Your goal: Restate all of the entries exactly, each line as it stands.
::: Data for review :::
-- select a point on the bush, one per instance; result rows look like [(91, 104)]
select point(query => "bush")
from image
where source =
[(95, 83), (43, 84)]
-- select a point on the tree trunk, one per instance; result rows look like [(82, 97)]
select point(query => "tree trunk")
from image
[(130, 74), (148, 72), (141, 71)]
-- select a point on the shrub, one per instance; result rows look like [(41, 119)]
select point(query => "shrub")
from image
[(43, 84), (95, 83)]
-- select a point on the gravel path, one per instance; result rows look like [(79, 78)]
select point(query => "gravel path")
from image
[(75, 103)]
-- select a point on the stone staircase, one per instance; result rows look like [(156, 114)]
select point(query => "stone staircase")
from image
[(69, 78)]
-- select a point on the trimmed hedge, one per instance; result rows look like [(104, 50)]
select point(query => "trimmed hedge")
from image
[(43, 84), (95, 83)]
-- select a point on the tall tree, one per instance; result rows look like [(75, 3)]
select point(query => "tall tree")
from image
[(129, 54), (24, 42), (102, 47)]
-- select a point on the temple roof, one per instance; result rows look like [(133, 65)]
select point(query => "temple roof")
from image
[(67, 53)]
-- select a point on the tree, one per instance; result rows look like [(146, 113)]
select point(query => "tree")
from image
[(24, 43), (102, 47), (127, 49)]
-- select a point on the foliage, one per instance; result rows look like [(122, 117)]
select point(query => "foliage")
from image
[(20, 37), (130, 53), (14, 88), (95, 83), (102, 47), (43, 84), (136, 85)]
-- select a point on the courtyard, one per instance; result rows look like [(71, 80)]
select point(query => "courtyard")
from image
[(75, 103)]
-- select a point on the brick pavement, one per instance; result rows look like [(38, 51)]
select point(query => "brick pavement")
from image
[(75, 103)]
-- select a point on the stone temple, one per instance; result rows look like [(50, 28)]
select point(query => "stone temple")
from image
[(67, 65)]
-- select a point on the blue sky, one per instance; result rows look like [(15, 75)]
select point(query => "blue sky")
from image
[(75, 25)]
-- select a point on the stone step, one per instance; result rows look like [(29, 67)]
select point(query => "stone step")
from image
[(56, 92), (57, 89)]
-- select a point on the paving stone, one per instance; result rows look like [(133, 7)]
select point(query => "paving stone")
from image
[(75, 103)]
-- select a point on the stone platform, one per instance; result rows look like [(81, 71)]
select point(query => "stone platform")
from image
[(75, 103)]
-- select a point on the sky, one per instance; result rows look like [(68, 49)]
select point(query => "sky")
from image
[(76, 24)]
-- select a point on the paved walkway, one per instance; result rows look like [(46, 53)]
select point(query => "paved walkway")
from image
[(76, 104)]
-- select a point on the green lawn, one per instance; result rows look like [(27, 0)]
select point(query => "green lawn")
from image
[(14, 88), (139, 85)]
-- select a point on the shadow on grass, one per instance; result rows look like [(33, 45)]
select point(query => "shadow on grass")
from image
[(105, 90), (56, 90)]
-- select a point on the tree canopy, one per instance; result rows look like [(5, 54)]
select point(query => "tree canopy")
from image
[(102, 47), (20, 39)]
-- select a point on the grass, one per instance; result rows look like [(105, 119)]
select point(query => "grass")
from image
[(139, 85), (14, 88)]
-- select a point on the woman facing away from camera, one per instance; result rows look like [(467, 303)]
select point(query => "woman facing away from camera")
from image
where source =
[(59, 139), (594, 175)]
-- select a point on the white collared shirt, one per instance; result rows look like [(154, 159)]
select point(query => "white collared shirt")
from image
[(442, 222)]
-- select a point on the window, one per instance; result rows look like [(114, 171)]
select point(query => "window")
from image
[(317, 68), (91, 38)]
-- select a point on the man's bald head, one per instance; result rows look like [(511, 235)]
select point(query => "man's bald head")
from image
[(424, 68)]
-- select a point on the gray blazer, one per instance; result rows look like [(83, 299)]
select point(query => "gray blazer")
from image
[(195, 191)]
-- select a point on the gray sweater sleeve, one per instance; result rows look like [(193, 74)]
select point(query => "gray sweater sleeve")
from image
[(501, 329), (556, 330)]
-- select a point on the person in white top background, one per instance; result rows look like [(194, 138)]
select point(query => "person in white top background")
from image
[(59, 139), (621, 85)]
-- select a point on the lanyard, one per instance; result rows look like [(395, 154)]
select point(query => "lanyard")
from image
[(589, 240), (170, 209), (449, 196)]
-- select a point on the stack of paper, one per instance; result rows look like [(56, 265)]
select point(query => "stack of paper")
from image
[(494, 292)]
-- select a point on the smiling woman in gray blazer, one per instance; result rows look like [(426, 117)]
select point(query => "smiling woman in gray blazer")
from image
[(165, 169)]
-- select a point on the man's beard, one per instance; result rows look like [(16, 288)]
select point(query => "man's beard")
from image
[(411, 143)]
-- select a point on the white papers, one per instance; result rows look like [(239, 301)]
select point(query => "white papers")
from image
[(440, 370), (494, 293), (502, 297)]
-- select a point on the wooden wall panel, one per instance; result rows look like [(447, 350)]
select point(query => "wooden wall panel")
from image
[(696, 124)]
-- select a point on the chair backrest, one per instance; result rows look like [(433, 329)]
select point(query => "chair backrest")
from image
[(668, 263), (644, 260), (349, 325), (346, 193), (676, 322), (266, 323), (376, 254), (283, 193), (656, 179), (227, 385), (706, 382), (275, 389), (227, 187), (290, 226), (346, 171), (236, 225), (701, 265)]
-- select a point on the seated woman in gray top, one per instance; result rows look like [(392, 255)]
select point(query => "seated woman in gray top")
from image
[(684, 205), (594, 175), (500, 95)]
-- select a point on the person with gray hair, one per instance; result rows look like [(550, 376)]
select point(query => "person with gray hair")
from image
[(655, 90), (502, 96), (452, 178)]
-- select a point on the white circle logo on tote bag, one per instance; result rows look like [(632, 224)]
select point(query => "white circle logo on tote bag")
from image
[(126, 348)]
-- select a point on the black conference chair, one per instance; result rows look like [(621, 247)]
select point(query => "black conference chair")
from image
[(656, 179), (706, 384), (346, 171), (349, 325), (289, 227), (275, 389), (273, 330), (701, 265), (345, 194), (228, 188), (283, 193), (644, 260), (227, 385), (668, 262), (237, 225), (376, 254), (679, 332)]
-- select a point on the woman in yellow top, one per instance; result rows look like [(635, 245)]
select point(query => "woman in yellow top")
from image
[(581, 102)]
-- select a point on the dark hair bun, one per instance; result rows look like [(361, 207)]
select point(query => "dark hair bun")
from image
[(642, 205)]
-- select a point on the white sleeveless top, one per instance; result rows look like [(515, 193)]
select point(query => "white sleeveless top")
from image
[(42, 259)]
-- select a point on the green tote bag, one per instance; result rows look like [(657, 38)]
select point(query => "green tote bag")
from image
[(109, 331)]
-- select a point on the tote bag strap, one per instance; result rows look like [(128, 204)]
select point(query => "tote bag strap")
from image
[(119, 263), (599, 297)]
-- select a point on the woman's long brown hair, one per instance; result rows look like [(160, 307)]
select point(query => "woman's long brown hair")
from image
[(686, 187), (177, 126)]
:::
Solution for this task:
-- select a point on the bush, one per instance; result rows look like [(91, 104)]
select point(query => "bush")
from image
where source =
[(95, 83), (43, 84)]
-- select a point on the tree trunk, one per instance; result rows look like [(82, 97)]
select point(query => "tree trunk")
from image
[(130, 74), (148, 72), (141, 71)]
-- select a point on the shrub, one per instance; result rows look like [(41, 119)]
select point(query => "shrub")
from image
[(43, 84), (95, 83)]
-- select a point on the gravel path, one per instance; result rows look like [(79, 78)]
select point(query => "gravel path")
from image
[(75, 103)]
-- select a point on the stone staircase, one per instance; result rows look like [(156, 114)]
select point(query => "stone staircase")
from image
[(69, 78)]
-- select a point on the trimmed hedge, one per instance; result rows look like [(104, 50)]
select point(query => "trimmed hedge")
from image
[(43, 84), (95, 83)]
-- select a point on the tall tree, one per instance; result rows look like [(75, 3)]
select point(query => "tall tree")
from image
[(129, 54), (24, 42), (102, 47)]
-- select a point on the temple roof, one per instance; result rows look like [(133, 65)]
select point(query => "temple roof")
from image
[(67, 53)]
-- select a point on the tree, one per instance; result rows look like [(146, 113)]
select point(query => "tree")
from image
[(24, 43), (102, 47), (127, 49)]
-- select a point on the foliage, one per instance; result rows look like [(122, 117)]
select point(query => "foliage")
from image
[(20, 37), (130, 53), (14, 88), (95, 83), (102, 47), (43, 84), (136, 85)]
-- select a point on the courtyard, one per instance; result rows look like [(71, 80)]
select point(query => "courtyard")
from image
[(75, 103)]
-- select a point on the brick pavement, one per instance; result rows look like [(38, 51)]
select point(query => "brick pavement")
from image
[(75, 103)]
-- select a point on the stone temple, one per instance; result rows look like [(50, 28)]
select point(query => "stone temple")
from image
[(67, 65)]
-- select a point on the blue sky, one per instance; result rows look like [(15, 75)]
select point(query => "blue sky")
from image
[(75, 25)]
-- select a point on the stone step, one per instance; result rows look like [(29, 67)]
select point(query => "stone step")
from image
[(56, 92), (57, 89)]
-- select a point on the paving stone, one per instance; result rows look like [(133, 7)]
select point(query => "paving stone")
from image
[(75, 103)]
-- select a point on the stone platform, one per instance; result rows look like [(81, 71)]
select point(query => "stone platform")
from image
[(75, 103)]
-- select a point on the sky, one per instance; result rows look like [(68, 49)]
select point(query => "sky")
from image
[(76, 24)]
-- select a point on the paved walkway, one per instance; result rows look like [(46, 53)]
select point(query => "paved walkway")
from image
[(76, 104)]
-- select a point on the green lawn, one per instance; result rows look like [(27, 0)]
select point(query => "green lawn")
from image
[(14, 88), (139, 85)]
-- select a point on the shadow on grass, one per instance; result rows look like [(33, 45)]
select point(query => "shadow on grass")
from image
[(105, 90), (56, 90)]
-- select a point on the tree canopy, one per instance; result rows look like [(5, 54)]
select point(query => "tree canopy")
from image
[(102, 47), (20, 39)]
-- select a point on the grass, one per instance; result rows look like [(105, 119)]
select point(query => "grass")
from image
[(139, 85), (14, 88)]
-- select a point on the woman facing away from camera, one per instance; result rows look like [(467, 303)]
select point(query => "woman facing away from camera")
from image
where source =
[(59, 139), (594, 175)]
-- select a point on the white collared shirt, one per instance; result rows look like [(154, 159)]
select point(query => "white collared shirt")
from image
[(442, 222)]
-- select a point on the window, one per instance; result rows look like [(114, 171)]
select point(query => "window")
from image
[(317, 68), (91, 38)]
-- select a point on the man's bald head, one per instance; result rows look like [(511, 235)]
select point(query => "man's bald head")
from image
[(424, 68)]
-- select a point on the gray blazer, one per instance; result rows look like [(83, 299)]
select point(query => "gray blazer")
from image
[(195, 191)]
-- select a point on the gray sweater sleeve, one per instance; result rows look like [(193, 74)]
select point(query => "gray sweater sleeve")
from image
[(501, 329), (556, 330)]
-- select a point on the person in white top background, one per instance; result rows look like [(194, 138)]
select point(query => "person in white top background")
from image
[(59, 139), (621, 85)]
-- select a point on the lanyard, one per instance; result rows look like [(395, 154)]
select point(query => "lanyard")
from image
[(589, 240), (170, 209), (449, 196)]
-- select a point on the stack of paper, one per instance; result rows look like [(56, 265)]
select point(query => "stack of paper")
from image
[(494, 292)]
-- select a point on the smiling woman in gray blazer, one per instance; result rows look like [(426, 117)]
select point(query => "smiling woman in gray blazer")
from image
[(165, 169)]
-- select a point on the man's beard, one per instance; result rows look like [(16, 288)]
select point(query => "man's beard")
from image
[(411, 143)]
-- select a point on the white papers, one per instance; result rows look like [(239, 301)]
select point(query => "white papers")
from image
[(440, 370), (494, 293), (502, 297)]
-- select a point on the wooden wall panel, one per instance; result rows look like [(447, 350)]
select point(query => "wooden wall panel")
from image
[(696, 124)]
-- select a point on the chair backrest, one per instance; result rows look like [(433, 329)]
select point(query => "chair backrest")
from image
[(668, 263), (644, 260), (349, 325), (346, 193), (676, 322), (266, 323), (376, 254), (283, 193), (656, 179), (227, 385), (706, 382), (275, 389), (227, 187), (290, 226), (346, 171), (236, 225), (701, 265)]
-- select a point on the seated woman in gray top, one per instance; result rows look like [(392, 255)]
select point(query => "seated woman in gray top")
from image
[(684, 205), (594, 175), (500, 95)]
-- select a point on the person with gray hair, one per instance; result rows look like [(550, 376)]
select point(query => "person with gray hair")
from image
[(655, 90), (502, 96), (452, 178)]
-- select a point on the white circle logo on tote bag, one per instance; result rows look like [(632, 224)]
select point(query => "white circle logo on tote bag")
from image
[(126, 348)]
-- select a point on the black conference chair, one per instance; result rows look like [(621, 247)]
select point(query => "black conference chair")
from image
[(656, 179), (706, 384), (346, 171), (349, 325), (289, 227), (275, 389), (273, 330), (701, 265), (345, 194), (228, 188), (283, 193), (644, 260), (227, 385), (668, 262), (237, 225), (376, 254), (679, 332)]
-- select a point on the woman in yellow top, one per instance; result rows look like [(635, 245)]
select point(query => "woman in yellow top")
from image
[(581, 102)]
-- select a point on the dark hair bun, one per instance; result rows look like [(361, 207)]
select point(query => "dark hair bun")
from image
[(642, 205)]
-- select a point on the white sleeveless top, one per instance; result rows look like [(515, 193)]
select point(query => "white sleeveless top")
from image
[(42, 259)]
-- select a point on the green tote bag, one per instance; result rows look like [(657, 38)]
select point(query => "green tote bag")
from image
[(109, 331)]
-- select a point on the tote bag strap, one per instance; result rows look like [(128, 204)]
select point(query => "tote bag strap")
from image
[(119, 263), (599, 297)]
-- select a point on the woman's long brown hair, one per instance; result rows look like [(160, 307)]
select point(query => "woman's long brown hair")
from image
[(686, 187), (177, 126)]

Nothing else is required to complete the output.